_What this exercise asks_:
a - In the acid–base cheat sheet, start at "Brønsted–Lowry" and end after "differing by one H⁺.". Reproduce that span, switching "ball" to "token".
b - In the acid–base cheat sheet, what does an Arrhenius base furnish in water?

_Source excerpt_:

1 The NEET Cheat Sheet — Core Concepts & Exceptions
Acids and bases are two opposite kinds of chemicals — acids are sour (think lemon), bases are slippery (think soap). Scientists use three rules to decide what counts as an acid or base, each one a little broader than the one before.
Acid–Base concepts
Arrhenius
💡 The oldest, simplest rule, and it only works in water: an acid is something that lets go of a tiny positive bit (H⁺), and a base lets go of OH⁻. That's it.
Acid → furnishes H⁺ (H₃O⁺) in water · Base → furnishes OH⁻ in water.
📌 Acids: HCl, HNO₃, H₂SO₄ · Bases: NaOH, KOH, LiOH.
⚠ Limited to aqueous solutions only; cannot explain basicity of NH₃ (no OH⁻) or acidity of CO₂.
Brønsted–Lowry
💡 Picture H⁺ as a ball. The acid is the player who throws the ball; the base is the one who catches it. They always come in throw-and-catch pairs (called conjugate pairs).
Acid = proton (H⁺) donor · Base = proton acceptor. Always in conjugate pairs differing by one H⁺.
📌 HCl + H₂O → H₃O⁺ + Cl⁻ (Cl⁻ = conjugate base) · NH₃ + H₂O → NH₄⁺ + OH⁻. Water is amphoteric.

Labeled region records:
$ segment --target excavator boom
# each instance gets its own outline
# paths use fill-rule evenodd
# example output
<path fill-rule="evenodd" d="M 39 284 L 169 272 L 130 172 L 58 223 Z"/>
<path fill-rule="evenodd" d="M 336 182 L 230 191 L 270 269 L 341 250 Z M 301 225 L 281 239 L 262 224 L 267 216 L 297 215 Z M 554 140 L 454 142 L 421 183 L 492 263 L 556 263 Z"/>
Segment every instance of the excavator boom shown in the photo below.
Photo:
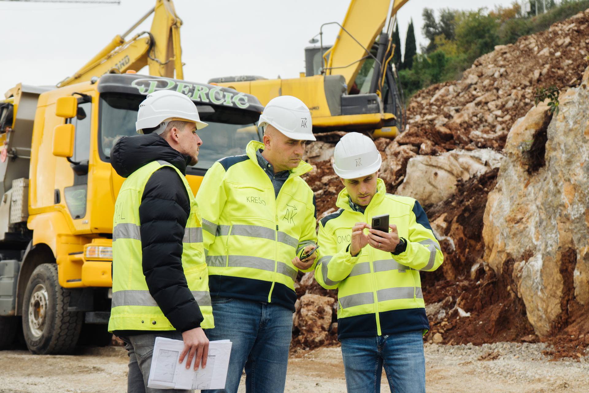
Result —
<path fill-rule="evenodd" d="M 153 21 L 150 31 L 125 41 L 125 37 L 152 14 Z M 176 15 L 171 0 L 157 0 L 155 6 L 122 36 L 116 35 L 81 68 L 59 82 L 57 87 L 89 81 L 92 77 L 107 73 L 138 71 L 145 65 L 149 66 L 150 75 L 183 79 L 181 25 L 182 21 Z"/>
<path fill-rule="evenodd" d="M 352 0 L 339 34 L 329 51 L 327 75 L 343 75 L 350 91 L 358 71 L 387 18 L 394 15 L 408 0 Z"/>

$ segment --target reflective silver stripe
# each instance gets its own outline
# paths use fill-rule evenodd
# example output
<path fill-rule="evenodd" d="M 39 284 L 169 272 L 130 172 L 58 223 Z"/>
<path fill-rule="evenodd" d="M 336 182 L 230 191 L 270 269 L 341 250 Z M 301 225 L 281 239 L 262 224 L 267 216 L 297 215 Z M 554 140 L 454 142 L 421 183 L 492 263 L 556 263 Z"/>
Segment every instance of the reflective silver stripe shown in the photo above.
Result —
<path fill-rule="evenodd" d="M 274 230 L 257 225 L 235 224 L 231 229 L 231 236 L 249 236 L 250 237 L 261 237 L 273 240 L 274 237 Z"/>
<path fill-rule="evenodd" d="M 229 235 L 229 229 L 231 227 L 229 225 L 219 225 L 217 228 L 217 233 L 215 236 L 226 236 Z"/>
<path fill-rule="evenodd" d="M 214 223 L 211 223 L 208 220 L 203 219 L 203 229 L 207 231 L 213 236 L 217 235 L 217 229 L 219 228 L 219 225 L 215 224 Z"/>
<path fill-rule="evenodd" d="M 339 303 L 342 305 L 342 308 L 348 308 L 349 307 L 353 307 L 354 306 L 361 306 L 364 304 L 372 304 L 373 303 L 374 303 L 374 295 L 372 292 L 363 292 L 362 293 L 356 293 L 355 295 L 349 295 L 347 296 L 343 296 L 339 298 Z"/>
<path fill-rule="evenodd" d="M 278 241 L 294 248 L 296 248 L 296 246 L 299 245 L 298 239 L 294 239 L 290 235 L 281 232 L 280 231 L 278 232 Z"/>
<path fill-rule="evenodd" d="M 350 274 L 348 275 L 348 276 L 353 277 L 354 276 L 365 275 L 367 273 L 370 273 L 370 262 L 360 262 L 354 265 L 354 267 L 352 269 L 352 271 L 350 272 Z"/>
<path fill-rule="evenodd" d="M 440 251 L 442 250 L 438 244 L 431 239 L 426 239 L 425 240 L 422 240 L 419 242 L 419 244 L 424 246 L 429 246 L 429 245 L 431 245 L 435 247 L 436 249 L 439 250 Z"/>
<path fill-rule="evenodd" d="M 284 262 L 278 262 L 278 266 L 276 272 L 285 276 L 288 276 L 292 279 L 293 281 L 296 280 L 296 275 L 299 272 Z"/>
<path fill-rule="evenodd" d="M 199 306 L 210 306 L 211 297 L 208 291 L 193 290 L 192 296 Z M 158 307 L 157 303 L 148 290 L 117 290 L 112 292 L 112 307 L 120 306 L 148 306 Z"/>
<path fill-rule="evenodd" d="M 396 288 L 379 289 L 376 291 L 376 297 L 378 298 L 379 302 L 399 299 L 413 299 L 414 293 L 415 297 L 423 298 L 423 295 L 421 295 L 421 288 L 419 288 L 420 296 L 417 296 L 416 289 L 416 288 L 414 286 L 400 286 Z"/>
<path fill-rule="evenodd" d="M 184 228 L 183 243 L 202 243 L 203 229 L 200 227 L 187 227 Z"/>
<path fill-rule="evenodd" d="M 274 271 L 274 260 L 259 256 L 230 255 L 230 267 L 253 267 L 269 272 Z"/>
<path fill-rule="evenodd" d="M 380 259 L 375 260 L 372 263 L 374 265 L 375 273 L 377 272 L 387 272 L 388 270 L 404 270 L 409 269 L 404 265 L 401 265 L 394 259 Z"/>
<path fill-rule="evenodd" d="M 429 260 L 428 261 L 428 264 L 425 265 L 425 267 L 422 267 L 419 270 L 429 270 L 434 267 L 434 265 L 436 262 L 436 254 L 438 251 L 436 250 L 436 247 L 434 246 L 434 245 L 429 245 L 428 246 L 428 249 L 429 250 Z"/>
<path fill-rule="evenodd" d="M 207 265 L 215 267 L 224 267 L 227 257 L 224 255 L 207 255 Z"/>
<path fill-rule="evenodd" d="M 302 250 L 303 249 L 304 249 L 307 246 L 309 246 L 309 245 L 315 246 L 315 242 L 313 242 L 313 240 L 304 240 L 304 241 L 301 242 L 300 243 L 299 243 L 297 245 L 299 246 L 297 247 L 297 249 L 296 249 L 297 255 L 299 255 L 299 253 L 300 252 L 301 250 Z"/>
<path fill-rule="evenodd" d="M 141 235 L 139 230 L 140 227 L 139 225 L 130 223 L 117 224 L 116 226 L 112 228 L 112 241 L 114 242 L 118 239 L 134 239 L 136 240 L 141 240 Z"/>
<path fill-rule="evenodd" d="M 321 257 L 317 262 L 317 265 L 321 265 L 321 275 L 323 276 L 323 282 L 325 283 L 326 285 L 336 285 L 341 282 L 341 280 L 332 281 L 327 278 L 327 265 L 333 257 L 331 255 L 326 255 Z"/>

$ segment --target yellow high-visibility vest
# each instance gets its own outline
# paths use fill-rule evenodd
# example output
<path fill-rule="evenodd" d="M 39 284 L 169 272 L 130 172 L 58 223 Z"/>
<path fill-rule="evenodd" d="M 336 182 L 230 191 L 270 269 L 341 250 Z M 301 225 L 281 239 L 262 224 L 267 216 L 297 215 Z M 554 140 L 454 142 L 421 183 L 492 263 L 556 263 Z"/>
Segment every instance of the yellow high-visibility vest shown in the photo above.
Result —
<path fill-rule="evenodd" d="M 188 289 L 204 318 L 200 327 L 214 327 L 209 278 L 203 247 L 200 212 L 186 178 L 165 161 L 154 161 L 135 171 L 123 183 L 112 223 L 112 305 L 108 331 L 175 330 L 150 295 L 143 275 L 139 206 L 151 174 L 162 166 L 173 168 L 188 193 L 190 214 L 183 239 L 182 267 Z"/>
<path fill-rule="evenodd" d="M 300 178 L 301 161 L 277 197 L 250 142 L 247 154 L 228 157 L 207 171 L 196 200 L 206 206 L 203 229 L 211 295 L 275 303 L 294 309 L 299 269 L 291 260 L 317 241 L 315 197 Z M 305 271 L 310 271 L 313 266 Z"/>
<path fill-rule="evenodd" d="M 439 243 L 417 201 L 386 193 L 380 179 L 377 190 L 363 214 L 350 207 L 344 189 L 336 202 L 340 209 L 320 220 L 315 278 L 325 288 L 337 289 L 340 339 L 415 330 L 425 334 L 429 329 L 419 271 L 435 270 L 442 264 Z M 407 240 L 405 251 L 393 255 L 369 244 L 352 256 L 352 227 L 385 214 Z"/>

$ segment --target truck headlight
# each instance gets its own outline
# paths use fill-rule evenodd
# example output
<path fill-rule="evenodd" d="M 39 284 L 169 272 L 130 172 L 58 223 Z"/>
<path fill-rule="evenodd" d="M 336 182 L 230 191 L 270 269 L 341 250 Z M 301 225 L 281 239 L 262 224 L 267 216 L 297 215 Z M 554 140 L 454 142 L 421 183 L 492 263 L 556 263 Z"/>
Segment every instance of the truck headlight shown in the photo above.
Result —
<path fill-rule="evenodd" d="M 87 246 L 86 259 L 108 259 L 112 260 L 112 247 L 106 246 Z"/>

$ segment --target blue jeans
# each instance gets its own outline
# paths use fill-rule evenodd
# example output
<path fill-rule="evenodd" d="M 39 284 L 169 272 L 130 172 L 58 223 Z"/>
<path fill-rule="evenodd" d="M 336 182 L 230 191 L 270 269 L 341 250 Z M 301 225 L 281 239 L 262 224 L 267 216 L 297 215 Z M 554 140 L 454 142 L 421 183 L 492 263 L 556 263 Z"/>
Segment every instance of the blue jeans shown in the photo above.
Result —
<path fill-rule="evenodd" d="M 237 393 L 244 368 L 246 392 L 280 393 L 284 390 L 293 313 L 272 303 L 211 298 L 214 329 L 206 331 L 210 341 L 233 342 L 225 389 L 202 393 Z"/>
<path fill-rule="evenodd" d="M 425 393 L 421 331 L 342 339 L 349 393 L 379 393 L 382 366 L 395 393 Z"/>

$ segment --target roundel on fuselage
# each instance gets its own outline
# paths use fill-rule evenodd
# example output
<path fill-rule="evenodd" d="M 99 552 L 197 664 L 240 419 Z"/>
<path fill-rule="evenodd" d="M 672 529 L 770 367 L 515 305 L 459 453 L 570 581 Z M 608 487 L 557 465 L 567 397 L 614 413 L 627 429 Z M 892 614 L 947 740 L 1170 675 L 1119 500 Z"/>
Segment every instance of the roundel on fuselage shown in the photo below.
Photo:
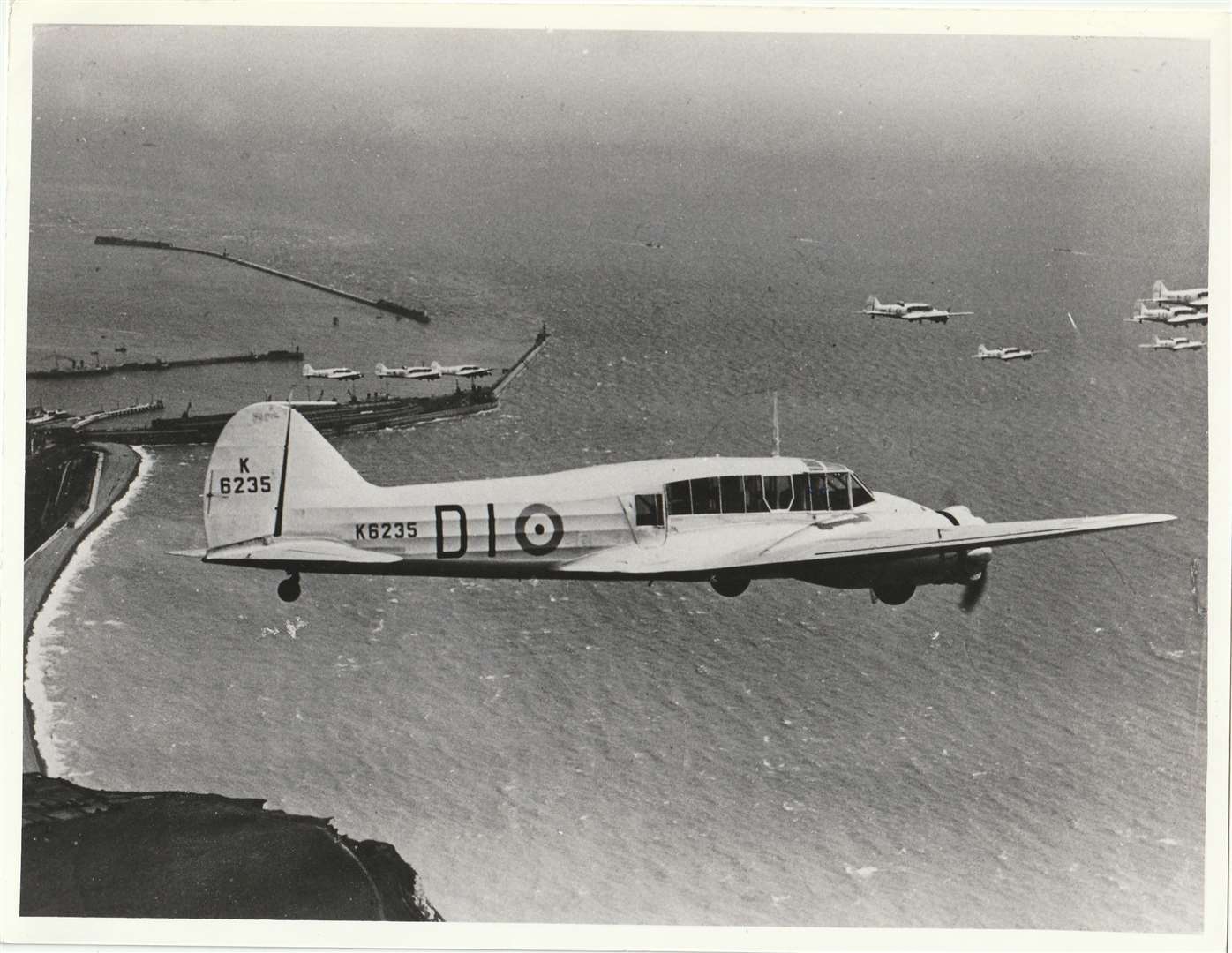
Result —
<path fill-rule="evenodd" d="M 517 515 L 514 538 L 531 555 L 547 555 L 564 538 L 564 520 L 547 504 L 531 504 Z"/>

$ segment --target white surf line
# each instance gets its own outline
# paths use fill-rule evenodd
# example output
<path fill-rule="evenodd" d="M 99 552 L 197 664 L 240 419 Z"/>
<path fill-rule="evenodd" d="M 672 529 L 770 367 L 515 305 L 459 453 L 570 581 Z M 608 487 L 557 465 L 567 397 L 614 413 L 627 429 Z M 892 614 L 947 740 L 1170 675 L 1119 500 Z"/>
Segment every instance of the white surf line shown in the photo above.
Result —
<path fill-rule="evenodd" d="M 69 558 L 64 569 L 52 584 L 52 589 L 43 600 L 37 614 L 30 624 L 30 644 L 26 648 L 26 698 L 30 699 L 30 708 L 33 715 L 31 729 L 34 736 L 34 746 L 47 768 L 48 777 L 63 777 L 71 781 L 71 770 L 65 755 L 57 747 L 55 714 L 59 707 L 48 694 L 48 680 L 52 675 L 52 660 L 55 655 L 63 655 L 69 649 L 63 645 L 63 639 L 57 632 L 57 623 L 65 616 L 68 602 L 79 590 L 75 585 L 83 570 L 94 563 L 94 548 L 111 532 L 111 529 L 123 521 L 132 501 L 137 499 L 142 488 L 148 483 L 150 470 L 154 467 L 154 454 L 142 447 L 133 447 L 133 452 L 140 458 L 137 467 L 137 475 L 124 495 L 111 507 L 111 512 L 94 529 L 86 533 L 78 543 L 76 549 Z"/>
<path fill-rule="evenodd" d="M 83 520 L 89 518 L 90 513 L 94 512 L 94 507 L 99 505 L 99 485 L 102 483 L 102 462 L 107 458 L 107 454 L 97 452 L 95 456 L 99 460 L 94 468 L 94 486 L 90 488 L 90 502 L 86 504 L 85 512 L 73 521 L 74 527 L 79 526 Z"/>

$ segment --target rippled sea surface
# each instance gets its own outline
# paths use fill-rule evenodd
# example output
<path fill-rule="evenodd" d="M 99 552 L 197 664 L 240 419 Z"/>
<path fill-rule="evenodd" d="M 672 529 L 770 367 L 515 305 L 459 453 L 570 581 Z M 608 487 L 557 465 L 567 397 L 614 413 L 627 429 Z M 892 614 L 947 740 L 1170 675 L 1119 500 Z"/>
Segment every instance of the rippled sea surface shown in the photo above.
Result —
<path fill-rule="evenodd" d="M 53 773 L 333 816 L 393 843 L 448 920 L 1200 926 L 1206 357 L 1140 350 L 1121 318 L 1157 277 L 1204 279 L 1205 228 L 1143 229 L 1141 196 L 1201 222 L 1205 169 L 415 140 L 397 169 L 339 150 L 232 193 L 170 132 L 156 158 L 74 151 L 81 132 L 36 133 L 33 364 L 294 342 L 325 366 L 506 366 L 546 321 L 499 411 L 340 449 L 386 484 L 769 453 L 777 392 L 784 453 L 875 491 L 1180 520 L 998 550 L 972 614 L 952 587 L 888 607 L 786 581 L 323 576 L 286 606 L 274 574 L 165 555 L 205 544 L 208 447 L 153 448 L 36 625 Z M 91 244 L 138 230 L 434 320 Z M 870 321 L 873 292 L 977 314 Z M 31 398 L 205 412 L 297 383 L 223 366 Z"/>

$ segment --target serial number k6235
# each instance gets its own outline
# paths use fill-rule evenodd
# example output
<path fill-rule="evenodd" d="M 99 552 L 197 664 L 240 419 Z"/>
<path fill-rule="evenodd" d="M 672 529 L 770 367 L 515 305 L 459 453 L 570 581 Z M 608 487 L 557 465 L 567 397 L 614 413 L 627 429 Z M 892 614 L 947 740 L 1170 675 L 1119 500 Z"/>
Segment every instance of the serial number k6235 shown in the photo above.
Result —
<path fill-rule="evenodd" d="M 356 523 L 356 539 L 410 539 L 419 534 L 414 523 Z"/>
<path fill-rule="evenodd" d="M 219 476 L 218 493 L 223 495 L 240 493 L 270 493 L 272 484 L 269 476 Z"/>

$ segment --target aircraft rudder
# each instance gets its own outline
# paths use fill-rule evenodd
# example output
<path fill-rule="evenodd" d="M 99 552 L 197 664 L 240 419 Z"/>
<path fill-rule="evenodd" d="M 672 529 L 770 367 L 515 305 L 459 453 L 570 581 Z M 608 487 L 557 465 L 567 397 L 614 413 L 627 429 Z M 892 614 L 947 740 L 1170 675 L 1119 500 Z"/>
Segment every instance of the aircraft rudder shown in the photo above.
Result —
<path fill-rule="evenodd" d="M 294 529 L 287 525 L 292 507 L 302 513 L 322 499 L 356 499 L 368 486 L 288 404 L 250 404 L 227 421 L 209 454 L 206 542 L 214 549 L 281 536 Z"/>

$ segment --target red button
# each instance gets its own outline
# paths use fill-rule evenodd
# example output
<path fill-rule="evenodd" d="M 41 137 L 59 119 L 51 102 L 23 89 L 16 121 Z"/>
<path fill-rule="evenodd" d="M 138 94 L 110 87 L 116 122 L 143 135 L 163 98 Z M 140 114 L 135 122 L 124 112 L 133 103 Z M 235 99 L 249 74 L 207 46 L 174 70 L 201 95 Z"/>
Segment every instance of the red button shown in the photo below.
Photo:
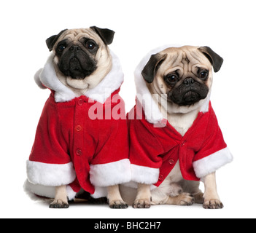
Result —
<path fill-rule="evenodd" d="M 82 130 L 82 126 L 78 125 L 75 127 L 75 129 L 77 132 L 79 132 Z"/>
<path fill-rule="evenodd" d="M 163 175 L 160 175 L 158 180 L 160 181 L 163 181 Z"/>
<path fill-rule="evenodd" d="M 170 159 L 170 160 L 169 160 L 169 164 L 170 164 L 171 165 L 173 165 L 174 163 L 175 163 L 175 161 L 174 161 L 174 159 Z"/>
<path fill-rule="evenodd" d="M 76 154 L 77 154 L 77 155 L 78 155 L 78 156 L 81 156 L 81 155 L 82 155 L 82 150 L 80 150 L 79 149 L 77 149 L 76 150 Z"/>
<path fill-rule="evenodd" d="M 79 99 L 78 101 L 77 101 L 77 104 L 79 106 L 82 106 L 83 104 L 84 104 L 85 101 L 83 99 Z"/>
<path fill-rule="evenodd" d="M 187 141 L 183 141 L 182 142 L 182 143 L 181 143 L 181 146 L 185 146 L 185 144 L 187 143 Z"/>

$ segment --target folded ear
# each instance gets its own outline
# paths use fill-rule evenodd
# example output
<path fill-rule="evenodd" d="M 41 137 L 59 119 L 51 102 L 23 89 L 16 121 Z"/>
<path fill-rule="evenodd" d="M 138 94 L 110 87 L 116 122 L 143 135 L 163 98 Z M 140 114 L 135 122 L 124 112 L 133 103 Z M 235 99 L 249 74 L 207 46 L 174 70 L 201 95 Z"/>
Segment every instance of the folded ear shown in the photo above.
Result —
<path fill-rule="evenodd" d="M 67 30 L 68 29 L 63 30 L 58 35 L 52 36 L 46 40 L 46 44 L 47 45 L 50 52 L 53 50 L 54 44 L 56 43 L 61 34 Z"/>
<path fill-rule="evenodd" d="M 90 27 L 101 38 L 106 44 L 110 44 L 113 42 L 115 31 L 107 28 L 100 28 L 96 26 Z"/>
<path fill-rule="evenodd" d="M 161 55 L 160 53 L 151 56 L 141 72 L 142 76 L 146 82 L 148 83 L 152 83 L 153 82 L 158 69 L 166 58 L 167 54 Z"/>
<path fill-rule="evenodd" d="M 198 50 L 209 59 L 214 68 L 214 72 L 217 73 L 219 71 L 222 66 L 223 58 L 207 46 L 201 47 Z"/>

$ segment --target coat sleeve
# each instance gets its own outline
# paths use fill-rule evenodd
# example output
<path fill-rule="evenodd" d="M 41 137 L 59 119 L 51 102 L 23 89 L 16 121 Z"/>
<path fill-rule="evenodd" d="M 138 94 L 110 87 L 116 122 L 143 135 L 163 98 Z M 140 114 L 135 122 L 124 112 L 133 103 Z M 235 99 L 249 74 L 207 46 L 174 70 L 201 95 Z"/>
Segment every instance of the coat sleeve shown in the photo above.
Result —
<path fill-rule="evenodd" d="M 213 110 L 210 113 L 204 138 L 193 163 L 195 175 L 199 178 L 212 173 L 233 160 Z"/>
<path fill-rule="evenodd" d="M 27 175 L 35 185 L 67 185 L 76 178 L 73 163 L 61 133 L 56 107 L 46 102 L 38 124 L 34 143 L 27 161 Z"/>
<path fill-rule="evenodd" d="M 133 114 L 130 112 L 129 115 Z M 132 181 L 141 183 L 155 183 L 158 181 L 159 170 L 163 163 L 159 156 L 163 152 L 162 146 L 151 130 L 153 126 L 144 117 L 141 119 L 135 117 L 128 122 Z"/>
<path fill-rule="evenodd" d="M 112 99 L 111 108 L 105 104 L 105 119 L 97 119 L 97 146 L 90 170 L 90 180 L 96 189 L 131 181 L 125 104 L 118 95 L 116 98 L 119 100 Z"/>

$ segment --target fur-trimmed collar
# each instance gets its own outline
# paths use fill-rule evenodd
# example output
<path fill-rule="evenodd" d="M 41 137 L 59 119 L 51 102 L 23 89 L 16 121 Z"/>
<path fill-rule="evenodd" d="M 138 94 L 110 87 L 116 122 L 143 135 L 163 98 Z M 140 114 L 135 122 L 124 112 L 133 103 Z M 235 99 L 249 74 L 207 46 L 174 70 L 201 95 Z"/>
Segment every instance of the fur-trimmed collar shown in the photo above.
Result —
<path fill-rule="evenodd" d="M 147 87 L 141 71 L 149 61 L 151 55 L 160 52 L 168 47 L 179 47 L 179 45 L 164 45 L 150 51 L 140 62 L 134 71 L 135 85 L 136 87 L 136 101 L 139 102 L 145 114 L 146 119 L 152 124 L 161 122 L 164 117 L 160 112 L 158 104 L 154 100 L 152 94 Z M 211 93 L 208 94 L 205 101 L 202 101 L 201 112 L 207 112 L 209 111 L 209 103 L 210 101 Z M 141 103 L 142 101 L 142 103 Z"/>
<path fill-rule="evenodd" d="M 111 94 L 117 90 L 124 80 L 124 74 L 117 56 L 110 52 L 112 58 L 112 68 L 110 72 L 94 88 L 89 89 L 85 94 L 88 98 L 100 102 L 105 103 Z M 65 86 L 57 77 L 54 64 L 53 55 L 48 58 L 44 67 L 39 70 L 34 79 L 41 88 L 49 88 L 55 92 L 55 102 L 67 102 L 78 97 L 71 89 Z"/>

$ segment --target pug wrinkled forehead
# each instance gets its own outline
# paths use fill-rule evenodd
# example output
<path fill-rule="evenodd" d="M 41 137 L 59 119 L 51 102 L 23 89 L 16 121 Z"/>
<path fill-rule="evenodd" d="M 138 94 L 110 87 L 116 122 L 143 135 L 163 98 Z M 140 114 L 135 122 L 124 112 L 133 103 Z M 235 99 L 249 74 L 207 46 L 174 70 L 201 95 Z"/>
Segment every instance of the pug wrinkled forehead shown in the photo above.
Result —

_Worked solutions_:
a -
Brønsted–Lowry
💡 Picture H⁺ as a token. The acid is the player who throws the token; the base is the one who catches it. They always come in throw-and-catch pairs (called conjugate pairs).
Acid = proton (H⁺) donor · Base = proton acceptor. Always in conjugate pairs differing by one H⁺.

b - OH⁻